> _Task to complete_
The expected output is a verbatim reprint of the lines from the beginning of the data that follows through the line that contains "Target: rotor blade".

### Data

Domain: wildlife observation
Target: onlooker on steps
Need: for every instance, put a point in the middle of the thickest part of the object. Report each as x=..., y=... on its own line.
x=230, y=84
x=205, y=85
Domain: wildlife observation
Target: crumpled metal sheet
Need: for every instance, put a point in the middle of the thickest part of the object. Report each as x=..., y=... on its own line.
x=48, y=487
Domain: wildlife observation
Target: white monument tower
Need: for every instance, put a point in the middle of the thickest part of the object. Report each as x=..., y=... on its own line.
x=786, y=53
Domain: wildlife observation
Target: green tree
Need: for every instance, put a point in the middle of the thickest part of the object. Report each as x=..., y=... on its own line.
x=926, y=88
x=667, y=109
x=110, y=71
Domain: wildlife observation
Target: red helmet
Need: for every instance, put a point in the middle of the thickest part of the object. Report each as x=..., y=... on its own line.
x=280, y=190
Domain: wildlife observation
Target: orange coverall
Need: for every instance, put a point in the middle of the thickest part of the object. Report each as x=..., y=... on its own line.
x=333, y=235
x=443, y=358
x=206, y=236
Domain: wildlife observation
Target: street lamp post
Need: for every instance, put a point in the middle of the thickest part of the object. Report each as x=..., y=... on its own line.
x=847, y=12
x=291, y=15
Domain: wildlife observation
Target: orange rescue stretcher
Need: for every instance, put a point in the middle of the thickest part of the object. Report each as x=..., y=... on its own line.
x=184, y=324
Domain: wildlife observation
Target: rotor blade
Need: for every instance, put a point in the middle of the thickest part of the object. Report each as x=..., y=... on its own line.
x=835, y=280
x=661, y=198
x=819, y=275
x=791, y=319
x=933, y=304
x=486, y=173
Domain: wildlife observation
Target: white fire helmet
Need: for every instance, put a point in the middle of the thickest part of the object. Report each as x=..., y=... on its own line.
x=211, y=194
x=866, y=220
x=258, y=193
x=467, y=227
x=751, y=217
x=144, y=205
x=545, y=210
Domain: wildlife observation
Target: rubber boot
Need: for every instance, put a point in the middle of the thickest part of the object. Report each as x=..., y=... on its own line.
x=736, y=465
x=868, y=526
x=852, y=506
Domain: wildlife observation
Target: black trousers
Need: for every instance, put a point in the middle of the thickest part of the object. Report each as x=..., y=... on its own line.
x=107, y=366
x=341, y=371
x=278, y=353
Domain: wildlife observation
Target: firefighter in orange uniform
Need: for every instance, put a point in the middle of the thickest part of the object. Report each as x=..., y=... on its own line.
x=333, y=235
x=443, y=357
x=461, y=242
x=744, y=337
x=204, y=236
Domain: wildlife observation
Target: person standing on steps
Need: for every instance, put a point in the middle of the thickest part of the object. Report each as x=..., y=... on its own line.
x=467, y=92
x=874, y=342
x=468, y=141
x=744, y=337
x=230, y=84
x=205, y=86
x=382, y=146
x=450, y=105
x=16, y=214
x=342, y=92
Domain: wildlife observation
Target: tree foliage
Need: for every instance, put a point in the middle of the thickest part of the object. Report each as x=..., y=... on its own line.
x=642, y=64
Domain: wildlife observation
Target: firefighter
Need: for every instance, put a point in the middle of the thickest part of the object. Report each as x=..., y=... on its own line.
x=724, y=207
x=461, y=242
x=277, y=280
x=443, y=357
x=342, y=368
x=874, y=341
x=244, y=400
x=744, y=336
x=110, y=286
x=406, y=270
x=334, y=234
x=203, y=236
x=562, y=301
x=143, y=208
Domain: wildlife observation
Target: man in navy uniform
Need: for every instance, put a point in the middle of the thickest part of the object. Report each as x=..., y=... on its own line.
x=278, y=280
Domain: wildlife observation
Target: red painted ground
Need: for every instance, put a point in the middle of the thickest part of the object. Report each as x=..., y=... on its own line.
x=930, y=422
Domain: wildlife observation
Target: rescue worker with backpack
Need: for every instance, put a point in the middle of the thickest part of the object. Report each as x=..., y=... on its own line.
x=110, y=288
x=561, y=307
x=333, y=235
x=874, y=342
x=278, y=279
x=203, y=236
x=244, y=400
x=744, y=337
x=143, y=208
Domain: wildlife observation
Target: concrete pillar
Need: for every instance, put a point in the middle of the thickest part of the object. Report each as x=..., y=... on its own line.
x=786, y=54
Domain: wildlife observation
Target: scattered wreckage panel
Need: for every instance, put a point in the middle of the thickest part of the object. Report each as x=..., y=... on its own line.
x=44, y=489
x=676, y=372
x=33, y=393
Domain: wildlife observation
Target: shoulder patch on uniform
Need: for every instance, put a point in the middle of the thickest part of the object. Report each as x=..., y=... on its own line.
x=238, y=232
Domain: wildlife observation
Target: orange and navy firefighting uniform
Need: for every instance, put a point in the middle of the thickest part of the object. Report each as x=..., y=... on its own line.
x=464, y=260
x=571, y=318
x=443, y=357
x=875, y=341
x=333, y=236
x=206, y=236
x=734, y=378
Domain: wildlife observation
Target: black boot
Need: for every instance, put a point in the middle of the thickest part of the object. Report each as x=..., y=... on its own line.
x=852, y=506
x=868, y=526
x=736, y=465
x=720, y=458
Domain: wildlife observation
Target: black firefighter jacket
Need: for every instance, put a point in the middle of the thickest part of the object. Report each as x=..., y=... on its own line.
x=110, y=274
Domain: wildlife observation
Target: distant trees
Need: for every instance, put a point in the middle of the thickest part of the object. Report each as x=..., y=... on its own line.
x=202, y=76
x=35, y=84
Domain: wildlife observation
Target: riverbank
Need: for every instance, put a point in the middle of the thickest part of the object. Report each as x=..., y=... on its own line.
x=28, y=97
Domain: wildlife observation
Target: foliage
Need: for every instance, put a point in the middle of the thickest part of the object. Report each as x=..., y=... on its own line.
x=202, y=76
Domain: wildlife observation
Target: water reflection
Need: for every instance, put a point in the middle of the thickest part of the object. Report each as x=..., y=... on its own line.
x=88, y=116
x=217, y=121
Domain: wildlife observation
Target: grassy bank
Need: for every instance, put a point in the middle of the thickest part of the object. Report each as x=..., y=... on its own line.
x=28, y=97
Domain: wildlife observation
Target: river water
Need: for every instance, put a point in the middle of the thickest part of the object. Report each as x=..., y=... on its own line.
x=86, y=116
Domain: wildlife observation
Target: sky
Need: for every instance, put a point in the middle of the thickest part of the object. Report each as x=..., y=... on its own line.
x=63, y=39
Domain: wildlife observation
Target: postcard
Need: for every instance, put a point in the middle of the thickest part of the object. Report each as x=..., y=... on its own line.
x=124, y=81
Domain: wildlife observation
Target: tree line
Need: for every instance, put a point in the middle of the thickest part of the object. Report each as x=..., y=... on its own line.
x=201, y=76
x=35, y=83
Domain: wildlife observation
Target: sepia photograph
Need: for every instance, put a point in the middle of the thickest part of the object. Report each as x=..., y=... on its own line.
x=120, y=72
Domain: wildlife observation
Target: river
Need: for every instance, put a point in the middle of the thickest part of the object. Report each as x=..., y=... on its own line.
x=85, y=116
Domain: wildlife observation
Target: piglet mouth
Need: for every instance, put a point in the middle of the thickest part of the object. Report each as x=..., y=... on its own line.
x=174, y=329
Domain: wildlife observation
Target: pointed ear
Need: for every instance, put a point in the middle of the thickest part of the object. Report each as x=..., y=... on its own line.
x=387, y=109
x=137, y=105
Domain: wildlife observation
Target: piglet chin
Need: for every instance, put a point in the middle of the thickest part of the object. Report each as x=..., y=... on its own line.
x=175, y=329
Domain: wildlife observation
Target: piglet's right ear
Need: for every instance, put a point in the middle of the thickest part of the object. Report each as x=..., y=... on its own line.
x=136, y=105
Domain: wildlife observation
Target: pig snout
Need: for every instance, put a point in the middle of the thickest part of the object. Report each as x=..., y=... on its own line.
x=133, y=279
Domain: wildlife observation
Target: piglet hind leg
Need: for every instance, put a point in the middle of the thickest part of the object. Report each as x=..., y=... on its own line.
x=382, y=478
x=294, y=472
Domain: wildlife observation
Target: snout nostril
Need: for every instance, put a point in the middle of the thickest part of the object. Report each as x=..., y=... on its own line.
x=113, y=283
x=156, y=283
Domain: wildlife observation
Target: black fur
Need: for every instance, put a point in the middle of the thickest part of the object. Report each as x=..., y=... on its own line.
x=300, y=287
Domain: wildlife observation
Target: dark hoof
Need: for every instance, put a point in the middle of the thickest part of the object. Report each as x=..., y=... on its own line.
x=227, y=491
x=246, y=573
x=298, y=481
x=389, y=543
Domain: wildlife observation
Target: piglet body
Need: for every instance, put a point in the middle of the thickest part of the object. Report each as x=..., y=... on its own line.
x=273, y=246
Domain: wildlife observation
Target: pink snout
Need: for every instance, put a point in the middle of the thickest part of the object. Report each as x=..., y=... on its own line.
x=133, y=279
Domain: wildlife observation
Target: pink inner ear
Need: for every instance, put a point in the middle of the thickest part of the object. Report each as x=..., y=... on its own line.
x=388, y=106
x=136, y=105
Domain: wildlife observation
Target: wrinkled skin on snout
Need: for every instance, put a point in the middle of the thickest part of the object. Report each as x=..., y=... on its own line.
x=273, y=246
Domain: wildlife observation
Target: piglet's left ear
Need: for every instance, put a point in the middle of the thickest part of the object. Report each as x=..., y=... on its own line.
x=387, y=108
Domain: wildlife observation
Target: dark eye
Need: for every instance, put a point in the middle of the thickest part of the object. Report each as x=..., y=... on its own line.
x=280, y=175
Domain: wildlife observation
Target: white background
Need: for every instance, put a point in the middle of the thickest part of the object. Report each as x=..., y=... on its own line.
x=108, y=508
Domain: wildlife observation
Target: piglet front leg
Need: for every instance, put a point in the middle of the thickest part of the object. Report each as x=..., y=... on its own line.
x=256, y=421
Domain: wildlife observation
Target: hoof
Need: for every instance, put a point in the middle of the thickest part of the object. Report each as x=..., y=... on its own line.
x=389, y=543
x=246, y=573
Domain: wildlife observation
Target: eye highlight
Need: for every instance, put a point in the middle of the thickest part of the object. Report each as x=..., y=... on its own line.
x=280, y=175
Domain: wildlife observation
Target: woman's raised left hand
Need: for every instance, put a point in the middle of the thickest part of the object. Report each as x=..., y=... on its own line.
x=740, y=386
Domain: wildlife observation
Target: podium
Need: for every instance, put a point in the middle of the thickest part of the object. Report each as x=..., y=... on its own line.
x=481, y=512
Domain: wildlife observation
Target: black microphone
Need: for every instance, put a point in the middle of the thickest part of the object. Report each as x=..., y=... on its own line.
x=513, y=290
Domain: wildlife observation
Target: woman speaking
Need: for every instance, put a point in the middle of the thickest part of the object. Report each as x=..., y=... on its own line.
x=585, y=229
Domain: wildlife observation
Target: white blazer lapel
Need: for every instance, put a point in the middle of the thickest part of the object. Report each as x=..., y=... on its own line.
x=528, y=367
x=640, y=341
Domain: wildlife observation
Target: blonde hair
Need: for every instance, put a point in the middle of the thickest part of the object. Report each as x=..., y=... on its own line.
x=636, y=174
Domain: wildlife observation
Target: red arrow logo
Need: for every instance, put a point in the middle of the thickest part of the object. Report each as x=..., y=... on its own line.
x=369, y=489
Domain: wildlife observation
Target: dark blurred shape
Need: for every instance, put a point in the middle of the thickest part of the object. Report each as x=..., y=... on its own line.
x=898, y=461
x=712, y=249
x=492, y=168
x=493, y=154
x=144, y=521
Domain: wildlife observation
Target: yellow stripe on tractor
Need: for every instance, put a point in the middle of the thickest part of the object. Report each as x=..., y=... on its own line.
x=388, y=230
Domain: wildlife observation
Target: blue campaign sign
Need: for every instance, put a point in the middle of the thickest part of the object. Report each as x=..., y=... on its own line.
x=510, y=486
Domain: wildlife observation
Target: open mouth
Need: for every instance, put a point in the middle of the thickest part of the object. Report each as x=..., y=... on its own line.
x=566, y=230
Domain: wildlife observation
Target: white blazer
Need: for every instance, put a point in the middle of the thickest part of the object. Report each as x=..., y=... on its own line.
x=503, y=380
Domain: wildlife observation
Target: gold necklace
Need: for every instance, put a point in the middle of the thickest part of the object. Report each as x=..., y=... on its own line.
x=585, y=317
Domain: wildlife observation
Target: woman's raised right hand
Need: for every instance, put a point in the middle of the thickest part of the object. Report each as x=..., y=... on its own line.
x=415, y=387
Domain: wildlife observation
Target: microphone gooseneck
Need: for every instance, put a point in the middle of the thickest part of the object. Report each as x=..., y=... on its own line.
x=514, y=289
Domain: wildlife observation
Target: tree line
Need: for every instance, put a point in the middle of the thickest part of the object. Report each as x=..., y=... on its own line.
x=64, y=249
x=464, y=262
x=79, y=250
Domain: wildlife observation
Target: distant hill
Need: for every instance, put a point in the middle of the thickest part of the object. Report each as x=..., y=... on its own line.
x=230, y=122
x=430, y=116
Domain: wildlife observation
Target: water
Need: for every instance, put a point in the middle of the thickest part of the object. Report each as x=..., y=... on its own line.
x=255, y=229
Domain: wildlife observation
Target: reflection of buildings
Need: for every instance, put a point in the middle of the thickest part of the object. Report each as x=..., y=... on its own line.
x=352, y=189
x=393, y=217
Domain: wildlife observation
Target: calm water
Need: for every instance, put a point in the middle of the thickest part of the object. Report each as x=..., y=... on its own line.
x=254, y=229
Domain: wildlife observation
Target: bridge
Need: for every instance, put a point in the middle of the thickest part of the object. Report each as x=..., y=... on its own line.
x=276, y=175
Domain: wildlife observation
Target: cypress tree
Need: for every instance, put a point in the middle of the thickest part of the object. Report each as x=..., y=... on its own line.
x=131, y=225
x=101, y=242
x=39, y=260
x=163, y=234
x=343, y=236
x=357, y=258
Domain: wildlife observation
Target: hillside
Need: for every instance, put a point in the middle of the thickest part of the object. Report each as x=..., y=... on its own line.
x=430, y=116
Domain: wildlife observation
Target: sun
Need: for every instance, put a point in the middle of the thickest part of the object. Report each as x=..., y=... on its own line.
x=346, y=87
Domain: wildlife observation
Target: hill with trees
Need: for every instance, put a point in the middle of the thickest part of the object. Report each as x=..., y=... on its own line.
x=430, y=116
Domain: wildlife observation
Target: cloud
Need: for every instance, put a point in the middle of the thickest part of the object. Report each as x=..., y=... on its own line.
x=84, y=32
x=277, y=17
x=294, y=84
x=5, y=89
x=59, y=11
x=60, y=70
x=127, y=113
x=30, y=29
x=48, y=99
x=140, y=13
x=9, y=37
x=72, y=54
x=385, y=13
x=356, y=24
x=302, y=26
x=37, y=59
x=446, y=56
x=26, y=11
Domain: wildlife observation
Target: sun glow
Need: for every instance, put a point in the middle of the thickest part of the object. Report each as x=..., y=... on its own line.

######

> _Answer box_
Domain: wildlife observation
Target: onlooker on steps
Need: for every instance, put a point in the middle of the thickest part of the object. Report each as x=..., y=... on its own line.
x=230, y=84
x=205, y=85
Domain: wildlife observation
Target: crumpled metal sheet
Need: for every instance, put a point in the middle of the thickest part of the object. Report each as x=..., y=... on its own line.
x=48, y=487
Domain: wildlife observation
Target: white monument tower
Need: for every instance, put a point in the middle of the thickest part of the object. Report each as x=..., y=... on its own line.
x=786, y=53
Domain: wildlife observation
Target: green tree
Need: for every instance, put a point in the middle of the thickest part of the object. Report each as x=..., y=... on its own line.
x=926, y=88
x=667, y=109
x=110, y=71
Domain: wildlife observation
Target: red helmet
Need: for every instance, put a point in the middle of the thickest part of the object. Report each as x=..., y=... on its own line.
x=280, y=190
Domain: wildlife observation
Target: orange coverall
Need: for every instance, put a point in the middle of the thickest part of the object. Report each as x=..., y=... on its own line.
x=333, y=235
x=443, y=358
x=206, y=236
Domain: wildlife observation
Target: street lamp post
Need: for every instance, put a point in the middle of the thickest part of the object. Report each as x=..., y=... on its own line.
x=847, y=12
x=291, y=15
Domain: wildlife observation
Target: orange rescue stretcher
Need: for every instance, put a point in the middle of the thickest part of the object. Report each as x=..., y=... on its own line.
x=184, y=324
Domain: wildlife observation
Target: rotor blade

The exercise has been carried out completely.